[RECORDS TO PROCESS — start]

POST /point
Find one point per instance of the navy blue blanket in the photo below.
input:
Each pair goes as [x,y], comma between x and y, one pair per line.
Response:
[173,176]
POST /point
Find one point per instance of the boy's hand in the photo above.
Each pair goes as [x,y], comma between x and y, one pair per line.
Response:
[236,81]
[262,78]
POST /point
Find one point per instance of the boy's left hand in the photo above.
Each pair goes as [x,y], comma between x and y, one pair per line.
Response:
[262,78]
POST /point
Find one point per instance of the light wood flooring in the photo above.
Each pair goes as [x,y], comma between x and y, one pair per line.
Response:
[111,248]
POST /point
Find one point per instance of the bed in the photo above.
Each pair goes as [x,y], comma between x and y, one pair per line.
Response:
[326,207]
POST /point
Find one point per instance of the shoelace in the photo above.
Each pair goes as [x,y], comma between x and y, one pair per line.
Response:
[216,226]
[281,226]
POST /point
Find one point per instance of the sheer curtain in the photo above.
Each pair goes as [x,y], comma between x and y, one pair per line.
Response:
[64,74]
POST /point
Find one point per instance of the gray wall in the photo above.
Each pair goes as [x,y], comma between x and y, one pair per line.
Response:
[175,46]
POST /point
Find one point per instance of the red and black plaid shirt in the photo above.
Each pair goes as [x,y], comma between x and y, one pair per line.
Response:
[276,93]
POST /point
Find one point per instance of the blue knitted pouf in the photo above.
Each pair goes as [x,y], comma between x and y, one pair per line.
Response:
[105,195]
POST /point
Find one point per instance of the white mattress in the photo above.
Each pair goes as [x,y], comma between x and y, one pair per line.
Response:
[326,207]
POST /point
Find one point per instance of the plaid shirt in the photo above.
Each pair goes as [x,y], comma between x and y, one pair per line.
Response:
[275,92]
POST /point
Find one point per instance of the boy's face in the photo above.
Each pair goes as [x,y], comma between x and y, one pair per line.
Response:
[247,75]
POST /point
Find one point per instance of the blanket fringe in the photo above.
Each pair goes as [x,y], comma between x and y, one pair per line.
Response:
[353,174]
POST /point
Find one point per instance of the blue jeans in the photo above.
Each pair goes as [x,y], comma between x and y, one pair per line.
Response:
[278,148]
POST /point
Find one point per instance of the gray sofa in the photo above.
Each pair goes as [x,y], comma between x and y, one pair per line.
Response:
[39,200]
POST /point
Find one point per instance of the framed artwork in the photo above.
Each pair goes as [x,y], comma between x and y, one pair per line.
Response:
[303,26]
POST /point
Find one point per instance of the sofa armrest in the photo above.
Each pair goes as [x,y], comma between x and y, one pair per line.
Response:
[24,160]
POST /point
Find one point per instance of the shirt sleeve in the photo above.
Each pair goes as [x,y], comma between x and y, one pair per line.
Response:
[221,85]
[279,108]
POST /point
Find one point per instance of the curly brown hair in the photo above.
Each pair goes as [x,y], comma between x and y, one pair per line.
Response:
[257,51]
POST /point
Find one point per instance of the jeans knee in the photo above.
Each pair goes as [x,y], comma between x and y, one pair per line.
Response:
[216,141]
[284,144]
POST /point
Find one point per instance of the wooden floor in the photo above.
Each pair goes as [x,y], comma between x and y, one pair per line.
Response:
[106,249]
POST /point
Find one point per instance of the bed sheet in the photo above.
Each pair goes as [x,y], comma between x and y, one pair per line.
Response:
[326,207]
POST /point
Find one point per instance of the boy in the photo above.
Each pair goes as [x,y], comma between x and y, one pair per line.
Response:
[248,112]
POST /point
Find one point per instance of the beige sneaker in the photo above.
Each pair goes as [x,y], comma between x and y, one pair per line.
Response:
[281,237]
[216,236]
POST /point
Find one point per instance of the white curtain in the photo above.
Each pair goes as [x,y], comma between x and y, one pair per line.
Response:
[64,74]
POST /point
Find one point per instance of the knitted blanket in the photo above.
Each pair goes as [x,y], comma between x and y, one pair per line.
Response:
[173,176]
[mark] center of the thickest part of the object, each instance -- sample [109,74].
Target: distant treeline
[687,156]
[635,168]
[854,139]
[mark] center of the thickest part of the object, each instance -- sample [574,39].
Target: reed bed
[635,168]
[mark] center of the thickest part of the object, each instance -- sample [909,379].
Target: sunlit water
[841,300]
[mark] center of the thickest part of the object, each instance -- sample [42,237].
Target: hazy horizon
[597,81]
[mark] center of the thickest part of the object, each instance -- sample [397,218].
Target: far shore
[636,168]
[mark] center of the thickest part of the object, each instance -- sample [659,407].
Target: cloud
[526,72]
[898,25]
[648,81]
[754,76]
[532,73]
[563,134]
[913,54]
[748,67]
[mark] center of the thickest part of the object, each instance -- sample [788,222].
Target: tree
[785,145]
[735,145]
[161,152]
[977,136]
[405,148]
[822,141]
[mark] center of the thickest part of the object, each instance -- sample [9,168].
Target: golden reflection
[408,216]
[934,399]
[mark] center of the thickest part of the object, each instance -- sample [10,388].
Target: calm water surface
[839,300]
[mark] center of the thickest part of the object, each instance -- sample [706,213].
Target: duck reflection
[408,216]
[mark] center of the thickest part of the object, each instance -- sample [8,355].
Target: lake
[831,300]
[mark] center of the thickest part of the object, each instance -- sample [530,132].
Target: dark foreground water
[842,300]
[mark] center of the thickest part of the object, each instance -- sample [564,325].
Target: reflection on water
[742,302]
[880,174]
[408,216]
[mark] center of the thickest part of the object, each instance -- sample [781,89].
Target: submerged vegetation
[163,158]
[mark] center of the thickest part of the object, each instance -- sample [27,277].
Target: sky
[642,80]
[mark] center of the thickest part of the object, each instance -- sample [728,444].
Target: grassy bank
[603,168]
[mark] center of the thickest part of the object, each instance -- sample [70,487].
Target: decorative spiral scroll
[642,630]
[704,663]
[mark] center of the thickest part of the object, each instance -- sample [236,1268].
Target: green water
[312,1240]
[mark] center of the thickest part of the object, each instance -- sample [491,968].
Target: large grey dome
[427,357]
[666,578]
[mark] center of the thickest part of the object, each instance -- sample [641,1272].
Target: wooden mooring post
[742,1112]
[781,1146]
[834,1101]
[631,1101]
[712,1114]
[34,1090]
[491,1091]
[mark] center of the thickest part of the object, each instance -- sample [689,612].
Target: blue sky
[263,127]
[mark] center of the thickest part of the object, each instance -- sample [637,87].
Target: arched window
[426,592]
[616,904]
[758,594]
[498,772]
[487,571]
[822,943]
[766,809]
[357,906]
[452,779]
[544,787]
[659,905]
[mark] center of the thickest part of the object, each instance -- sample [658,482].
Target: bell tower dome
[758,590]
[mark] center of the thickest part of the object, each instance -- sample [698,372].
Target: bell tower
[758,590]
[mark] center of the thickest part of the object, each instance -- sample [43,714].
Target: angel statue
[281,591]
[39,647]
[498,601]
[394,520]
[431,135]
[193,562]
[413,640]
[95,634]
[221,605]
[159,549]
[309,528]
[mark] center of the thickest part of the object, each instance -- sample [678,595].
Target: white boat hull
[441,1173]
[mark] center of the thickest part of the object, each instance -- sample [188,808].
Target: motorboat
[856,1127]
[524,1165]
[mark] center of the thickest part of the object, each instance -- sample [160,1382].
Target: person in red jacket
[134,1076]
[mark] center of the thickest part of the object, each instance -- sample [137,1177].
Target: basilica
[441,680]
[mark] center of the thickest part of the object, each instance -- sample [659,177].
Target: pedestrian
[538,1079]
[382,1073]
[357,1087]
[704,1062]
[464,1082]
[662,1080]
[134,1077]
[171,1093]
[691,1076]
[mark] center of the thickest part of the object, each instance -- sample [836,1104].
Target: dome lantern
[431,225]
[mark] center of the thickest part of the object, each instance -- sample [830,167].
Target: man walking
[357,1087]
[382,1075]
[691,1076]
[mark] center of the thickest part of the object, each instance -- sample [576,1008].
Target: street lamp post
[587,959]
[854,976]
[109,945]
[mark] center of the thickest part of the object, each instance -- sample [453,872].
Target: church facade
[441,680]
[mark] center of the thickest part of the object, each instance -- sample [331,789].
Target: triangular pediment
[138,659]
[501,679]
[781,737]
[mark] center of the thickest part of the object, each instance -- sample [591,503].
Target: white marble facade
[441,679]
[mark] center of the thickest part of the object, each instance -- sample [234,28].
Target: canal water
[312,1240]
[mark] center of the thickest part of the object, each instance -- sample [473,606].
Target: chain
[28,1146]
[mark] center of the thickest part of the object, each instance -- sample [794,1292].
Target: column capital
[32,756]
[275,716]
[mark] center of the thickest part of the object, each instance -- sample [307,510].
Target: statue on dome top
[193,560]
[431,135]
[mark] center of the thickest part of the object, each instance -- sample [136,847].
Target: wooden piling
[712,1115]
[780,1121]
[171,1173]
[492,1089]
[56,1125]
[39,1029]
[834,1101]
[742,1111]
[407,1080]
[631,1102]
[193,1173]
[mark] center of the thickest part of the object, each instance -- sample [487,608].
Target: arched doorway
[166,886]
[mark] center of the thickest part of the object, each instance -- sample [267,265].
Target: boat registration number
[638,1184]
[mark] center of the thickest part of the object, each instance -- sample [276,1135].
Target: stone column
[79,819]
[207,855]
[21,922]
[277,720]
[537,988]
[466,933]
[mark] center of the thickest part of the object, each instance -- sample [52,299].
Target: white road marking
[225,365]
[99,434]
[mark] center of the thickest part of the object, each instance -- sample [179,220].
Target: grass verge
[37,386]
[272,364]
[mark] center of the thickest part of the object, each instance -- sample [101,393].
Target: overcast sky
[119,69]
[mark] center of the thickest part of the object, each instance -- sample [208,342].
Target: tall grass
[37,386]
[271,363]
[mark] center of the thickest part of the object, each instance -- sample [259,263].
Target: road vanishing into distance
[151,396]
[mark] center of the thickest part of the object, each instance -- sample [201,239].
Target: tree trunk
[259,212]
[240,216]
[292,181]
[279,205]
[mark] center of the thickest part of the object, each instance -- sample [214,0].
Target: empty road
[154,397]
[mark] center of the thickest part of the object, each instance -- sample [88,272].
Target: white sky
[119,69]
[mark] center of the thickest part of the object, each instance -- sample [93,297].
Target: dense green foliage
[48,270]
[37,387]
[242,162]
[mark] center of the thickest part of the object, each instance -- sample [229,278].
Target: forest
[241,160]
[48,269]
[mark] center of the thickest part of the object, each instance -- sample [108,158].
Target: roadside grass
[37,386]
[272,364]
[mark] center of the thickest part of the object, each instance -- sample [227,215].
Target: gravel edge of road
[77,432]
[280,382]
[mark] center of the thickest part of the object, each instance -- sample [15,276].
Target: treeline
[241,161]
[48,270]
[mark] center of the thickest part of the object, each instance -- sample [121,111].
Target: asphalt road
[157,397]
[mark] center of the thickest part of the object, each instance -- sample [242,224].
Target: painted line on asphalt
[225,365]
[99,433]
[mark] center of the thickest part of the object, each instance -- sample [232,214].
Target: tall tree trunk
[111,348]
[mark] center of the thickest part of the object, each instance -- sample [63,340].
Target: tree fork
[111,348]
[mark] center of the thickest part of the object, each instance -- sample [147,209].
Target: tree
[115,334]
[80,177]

[RECORDS TO PROCESS — finish]

EXERCISE INSTRUCTIONS → Only the count is needed: the number of lines in the data that include the word "sofa".

ANSWER FOR THIS EXERCISE → 2